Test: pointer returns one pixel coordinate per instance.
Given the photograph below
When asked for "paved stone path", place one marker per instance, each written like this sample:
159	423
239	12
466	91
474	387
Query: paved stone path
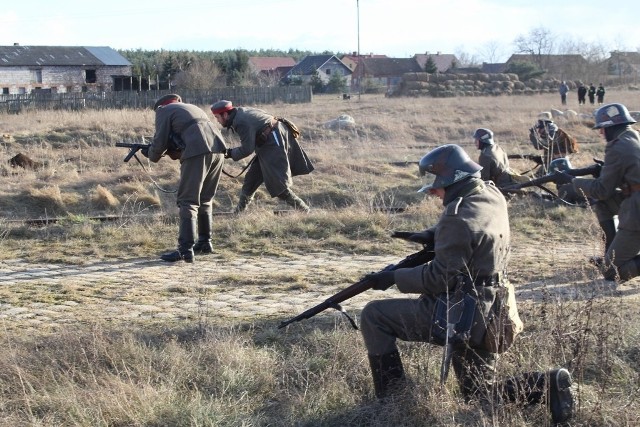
49	295
36	296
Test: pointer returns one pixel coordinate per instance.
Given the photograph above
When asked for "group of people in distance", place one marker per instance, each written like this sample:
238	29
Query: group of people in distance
471	240
592	92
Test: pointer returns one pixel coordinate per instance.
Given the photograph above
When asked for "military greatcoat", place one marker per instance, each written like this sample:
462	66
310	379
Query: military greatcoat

────────────────────

> _What is required_
All of the records above must be copied exactly, except for the pictures.

> _Output_
Test: pointer returns one pixel coordinate per instance.
Given the photograph below
When asked for "paved stone path", place one marker per instance, each written like this sample:
159	423
239	12
466	91
474	387
Query: paved stone path
49	295
36	296
Test: pointer returns one pixel coordinate per instance.
Given the photograph above
When asked for "group of people in distance", place one marker per instance, each written like this sample:
238	29
Query: group of people in distance
471	240
592	92
Test: pointer returns one pixel coordinate per instance.
Given the photograph above
When asked for "military greatcoat", place one marker per instance, each written like this sample:
462	66
310	379
Query: military greatcoat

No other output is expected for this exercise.